:: RECORDS PROVIDED ::

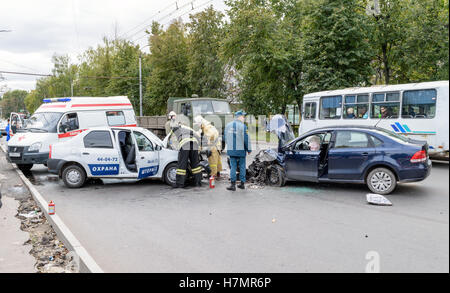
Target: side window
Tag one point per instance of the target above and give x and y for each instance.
(419, 104)
(376, 141)
(98, 139)
(115, 118)
(331, 107)
(68, 123)
(310, 111)
(356, 107)
(351, 139)
(310, 143)
(385, 105)
(144, 144)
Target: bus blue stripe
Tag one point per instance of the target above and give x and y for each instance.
(400, 127)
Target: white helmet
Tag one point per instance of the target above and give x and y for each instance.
(171, 114)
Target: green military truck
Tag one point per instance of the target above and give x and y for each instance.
(217, 111)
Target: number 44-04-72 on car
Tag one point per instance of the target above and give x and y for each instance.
(119, 153)
(348, 154)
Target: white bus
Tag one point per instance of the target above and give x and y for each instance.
(416, 110)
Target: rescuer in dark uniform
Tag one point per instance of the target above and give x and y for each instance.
(188, 148)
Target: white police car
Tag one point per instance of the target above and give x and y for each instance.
(102, 152)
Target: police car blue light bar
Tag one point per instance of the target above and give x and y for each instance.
(57, 100)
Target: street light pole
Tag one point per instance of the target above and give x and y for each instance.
(140, 84)
(140, 80)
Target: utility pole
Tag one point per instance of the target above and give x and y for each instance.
(140, 84)
(140, 80)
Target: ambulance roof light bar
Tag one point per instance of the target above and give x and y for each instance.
(52, 100)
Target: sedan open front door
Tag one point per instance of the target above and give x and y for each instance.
(147, 156)
(303, 158)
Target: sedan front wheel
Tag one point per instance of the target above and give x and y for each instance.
(381, 181)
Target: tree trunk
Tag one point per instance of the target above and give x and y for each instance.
(385, 63)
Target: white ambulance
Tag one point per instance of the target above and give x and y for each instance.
(59, 119)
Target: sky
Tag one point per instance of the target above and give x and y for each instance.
(40, 29)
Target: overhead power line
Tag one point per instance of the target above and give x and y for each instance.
(181, 7)
(145, 22)
(80, 77)
(24, 73)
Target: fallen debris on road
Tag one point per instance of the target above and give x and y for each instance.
(377, 199)
(50, 253)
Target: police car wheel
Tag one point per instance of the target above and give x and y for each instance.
(170, 174)
(73, 176)
(25, 167)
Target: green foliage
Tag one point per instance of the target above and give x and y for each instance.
(264, 45)
(13, 101)
(205, 69)
(268, 54)
(169, 63)
(337, 50)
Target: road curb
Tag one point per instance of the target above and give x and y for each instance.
(87, 263)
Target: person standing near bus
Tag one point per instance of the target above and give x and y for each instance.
(238, 146)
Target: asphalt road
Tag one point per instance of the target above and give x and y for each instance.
(148, 227)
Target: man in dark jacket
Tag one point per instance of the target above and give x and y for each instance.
(238, 146)
(188, 143)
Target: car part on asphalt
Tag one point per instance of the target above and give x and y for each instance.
(377, 199)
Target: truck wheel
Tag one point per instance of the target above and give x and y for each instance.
(73, 176)
(276, 176)
(170, 174)
(25, 167)
(381, 181)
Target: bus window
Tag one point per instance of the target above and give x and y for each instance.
(310, 111)
(385, 105)
(419, 104)
(330, 107)
(356, 107)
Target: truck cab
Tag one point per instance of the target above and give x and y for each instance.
(216, 111)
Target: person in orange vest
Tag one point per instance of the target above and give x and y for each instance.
(213, 144)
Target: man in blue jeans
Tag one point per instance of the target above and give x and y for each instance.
(238, 146)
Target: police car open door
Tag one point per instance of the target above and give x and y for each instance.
(147, 157)
(100, 154)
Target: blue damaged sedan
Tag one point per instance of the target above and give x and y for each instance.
(351, 154)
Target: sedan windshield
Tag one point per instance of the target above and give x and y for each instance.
(43, 122)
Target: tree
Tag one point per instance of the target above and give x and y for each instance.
(263, 43)
(169, 67)
(206, 70)
(423, 53)
(337, 50)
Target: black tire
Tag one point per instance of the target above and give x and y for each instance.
(170, 174)
(25, 167)
(381, 181)
(73, 176)
(276, 176)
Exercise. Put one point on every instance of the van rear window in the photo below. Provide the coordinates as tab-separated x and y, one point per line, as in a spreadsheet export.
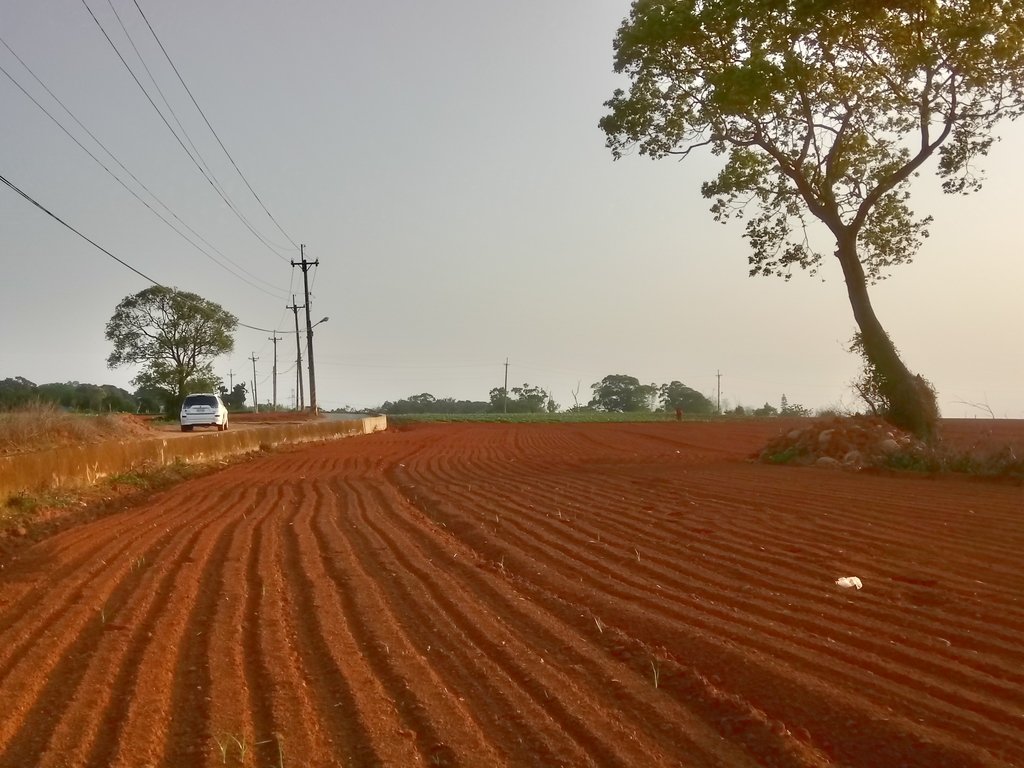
201	399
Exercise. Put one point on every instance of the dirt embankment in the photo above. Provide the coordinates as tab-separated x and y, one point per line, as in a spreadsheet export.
510	595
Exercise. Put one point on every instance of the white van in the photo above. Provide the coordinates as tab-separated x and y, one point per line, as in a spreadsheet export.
204	410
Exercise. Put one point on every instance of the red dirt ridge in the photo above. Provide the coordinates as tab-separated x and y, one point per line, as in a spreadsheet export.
524	595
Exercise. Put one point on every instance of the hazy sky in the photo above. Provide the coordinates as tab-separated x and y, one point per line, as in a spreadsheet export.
442	162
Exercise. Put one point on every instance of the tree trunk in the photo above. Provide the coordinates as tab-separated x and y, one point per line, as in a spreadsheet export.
910	399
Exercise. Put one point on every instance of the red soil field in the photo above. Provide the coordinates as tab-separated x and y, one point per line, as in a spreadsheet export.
524	595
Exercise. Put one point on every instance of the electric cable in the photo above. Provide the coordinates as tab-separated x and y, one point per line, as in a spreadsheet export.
133	176
199	167
226	153
98	247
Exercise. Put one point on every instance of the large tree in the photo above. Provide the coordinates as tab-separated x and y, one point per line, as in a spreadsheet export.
676	394
174	336
622	393
824	110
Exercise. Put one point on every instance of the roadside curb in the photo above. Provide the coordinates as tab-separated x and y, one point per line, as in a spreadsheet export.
84	465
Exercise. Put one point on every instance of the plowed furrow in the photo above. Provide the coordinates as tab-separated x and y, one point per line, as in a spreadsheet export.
613	581
351	704
60	641
733	559
724	563
500	633
710	582
402	667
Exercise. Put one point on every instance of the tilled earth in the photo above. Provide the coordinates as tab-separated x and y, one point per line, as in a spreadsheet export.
524	595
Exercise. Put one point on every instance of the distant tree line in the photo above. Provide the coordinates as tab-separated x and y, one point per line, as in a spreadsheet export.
73	395
614	393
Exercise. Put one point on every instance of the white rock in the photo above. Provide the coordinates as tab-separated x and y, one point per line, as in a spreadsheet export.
888	445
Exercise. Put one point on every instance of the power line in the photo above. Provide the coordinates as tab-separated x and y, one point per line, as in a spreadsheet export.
99	247
132	175
207	176
188	91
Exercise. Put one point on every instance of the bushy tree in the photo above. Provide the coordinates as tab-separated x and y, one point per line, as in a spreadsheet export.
427	403
622	393
174	336
824	110
524	399
676	394
16	392
792	409
236	399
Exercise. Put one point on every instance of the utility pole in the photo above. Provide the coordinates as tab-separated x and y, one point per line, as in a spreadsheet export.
309	326
300	402
274	339
505	404
255	396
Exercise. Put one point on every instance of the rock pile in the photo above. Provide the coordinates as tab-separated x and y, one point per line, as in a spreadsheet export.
851	442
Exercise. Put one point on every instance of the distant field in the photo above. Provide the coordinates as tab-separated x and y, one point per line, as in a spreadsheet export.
561	418
43	426
503	595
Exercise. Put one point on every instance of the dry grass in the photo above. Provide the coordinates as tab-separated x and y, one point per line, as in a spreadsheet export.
43	425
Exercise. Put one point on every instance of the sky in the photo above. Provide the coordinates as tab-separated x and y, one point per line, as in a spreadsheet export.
443	164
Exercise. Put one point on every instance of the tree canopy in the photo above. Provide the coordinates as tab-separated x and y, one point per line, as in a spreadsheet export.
825	110
174	336
676	394
524	399
617	392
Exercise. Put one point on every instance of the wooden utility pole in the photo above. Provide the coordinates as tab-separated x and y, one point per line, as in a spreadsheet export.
309	326
255	396
300	399
274	339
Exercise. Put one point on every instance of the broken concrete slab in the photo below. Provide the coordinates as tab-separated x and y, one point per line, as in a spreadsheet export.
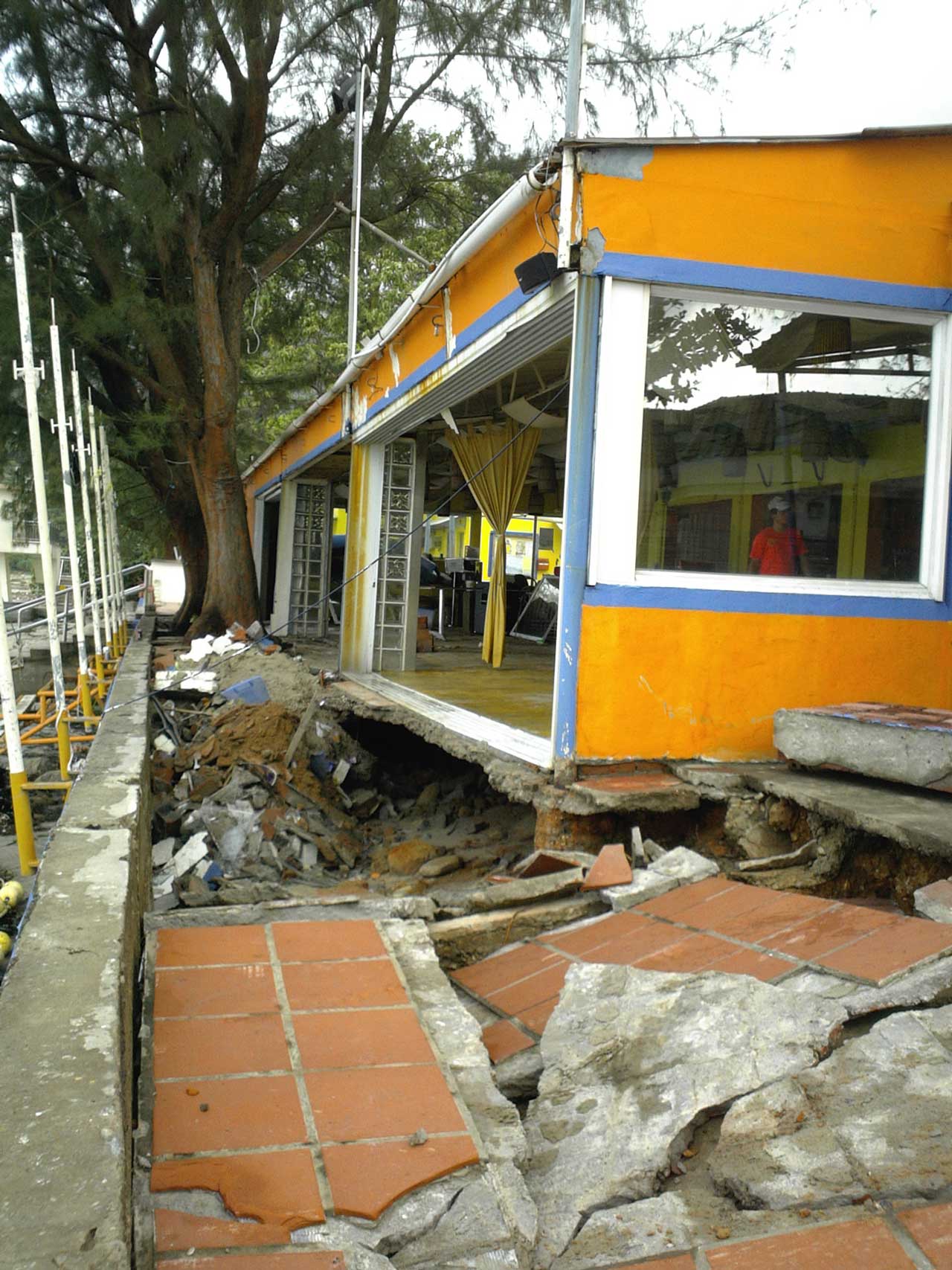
463	940
934	901
912	745
871	1119
634	1059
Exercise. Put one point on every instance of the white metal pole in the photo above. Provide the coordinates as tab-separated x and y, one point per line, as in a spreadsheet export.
108	615
22	817
62	426
112	537
88	530
28	373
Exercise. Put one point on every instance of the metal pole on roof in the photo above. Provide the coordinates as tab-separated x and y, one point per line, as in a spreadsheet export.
100	528
28	373
62	426
88	533
573	112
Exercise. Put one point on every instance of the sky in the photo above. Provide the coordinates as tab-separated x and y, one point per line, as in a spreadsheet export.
856	64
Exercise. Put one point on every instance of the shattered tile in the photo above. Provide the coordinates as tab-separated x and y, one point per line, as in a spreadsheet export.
350	1104
846	1245
211	945
366	1178
273	1187
611	869
178	1232
503	1039
887	952
219	1047
343	984
362	1038
327	941
932	1230
245	1112
242	990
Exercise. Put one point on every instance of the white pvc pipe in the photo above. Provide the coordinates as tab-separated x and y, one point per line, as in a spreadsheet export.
62	427
28	371
109	625
86	516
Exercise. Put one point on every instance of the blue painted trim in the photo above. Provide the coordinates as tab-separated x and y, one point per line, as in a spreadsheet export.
785	282
765	602
287	472
576	524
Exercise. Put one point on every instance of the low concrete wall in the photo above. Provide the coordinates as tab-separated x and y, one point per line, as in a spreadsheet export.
66	1009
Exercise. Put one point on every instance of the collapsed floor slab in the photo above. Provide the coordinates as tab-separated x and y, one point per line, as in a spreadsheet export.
334	1049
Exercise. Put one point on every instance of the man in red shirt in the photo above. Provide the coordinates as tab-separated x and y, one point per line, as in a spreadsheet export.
779	550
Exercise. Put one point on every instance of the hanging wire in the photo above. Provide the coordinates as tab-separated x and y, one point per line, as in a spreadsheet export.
334	591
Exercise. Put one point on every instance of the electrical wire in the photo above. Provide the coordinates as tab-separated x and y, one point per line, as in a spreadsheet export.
335	591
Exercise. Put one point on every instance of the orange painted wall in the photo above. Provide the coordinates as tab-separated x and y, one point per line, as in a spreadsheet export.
872	208
659	684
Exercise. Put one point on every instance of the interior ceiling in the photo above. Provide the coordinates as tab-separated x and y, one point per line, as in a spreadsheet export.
522	397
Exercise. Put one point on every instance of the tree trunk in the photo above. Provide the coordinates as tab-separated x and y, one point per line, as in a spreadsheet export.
231	585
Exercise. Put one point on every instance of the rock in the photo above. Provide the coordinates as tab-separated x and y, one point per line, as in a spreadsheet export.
440	867
934	901
649	1228
408	856
684	865
428	799
871	1119
634	1059
645	884
463	940
512	894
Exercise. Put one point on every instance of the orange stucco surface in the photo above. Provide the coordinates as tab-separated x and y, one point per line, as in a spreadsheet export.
872	208
687	684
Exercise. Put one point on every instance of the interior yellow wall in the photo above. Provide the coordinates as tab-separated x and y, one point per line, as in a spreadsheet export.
659	684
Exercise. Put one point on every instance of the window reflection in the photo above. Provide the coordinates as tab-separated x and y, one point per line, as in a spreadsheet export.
782	443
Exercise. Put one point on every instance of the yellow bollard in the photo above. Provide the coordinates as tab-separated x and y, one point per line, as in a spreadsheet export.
23	823
62	743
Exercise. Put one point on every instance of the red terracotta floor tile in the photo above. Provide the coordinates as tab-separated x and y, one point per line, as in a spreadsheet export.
262	1261
844	1245
776	912
350	1104
177	1232
759	966
832	930
367	1178
274	1187
242	990
211	945
343	984
220	1047
583	939
362	1038
932	1230
327	941
504	968
695	953
244	1112
611	869
890	950
530	992
538	1016
627	949
503	1040
673	903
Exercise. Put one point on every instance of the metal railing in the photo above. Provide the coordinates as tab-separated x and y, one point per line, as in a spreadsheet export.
17	625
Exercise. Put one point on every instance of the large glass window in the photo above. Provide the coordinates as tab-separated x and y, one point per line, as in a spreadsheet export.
782	443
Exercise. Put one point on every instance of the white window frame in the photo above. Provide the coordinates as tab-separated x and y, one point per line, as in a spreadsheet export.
617	458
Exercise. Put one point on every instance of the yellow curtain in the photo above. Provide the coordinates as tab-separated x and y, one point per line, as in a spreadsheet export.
497	485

:::

* [WHAT THIS TASK INVOLVES]
Exactly as written, give the line containing "Exercise. Put one point on every instance of the metal railing" and all remaining lines of the records.

* [ANSWER TO THIS TASK]
Exercise. Put one point on every instance of the metal railing in the photo above. Provide the coordinates as tab-separated x and y, one point per line, as in a spreadsheet export.
17	625
Exercise. Put one point on every instance of the large glass window in the photo above. Provide the coordinates as tab-separated x and y, one point per line, as in a spreadsheet export.
782	443
Exercise. Put one point on every instance of the white window frame in the photo above. Provide the coordinates as tab-separated x and y, one point per line, as in a spreadsheet export.
617	458
Exercise. Put one point on every instance of the yellow curtain in the photo above. Provide the coordinates as tab-separated x and y, one point per line, as in a spreadsheet export.
497	485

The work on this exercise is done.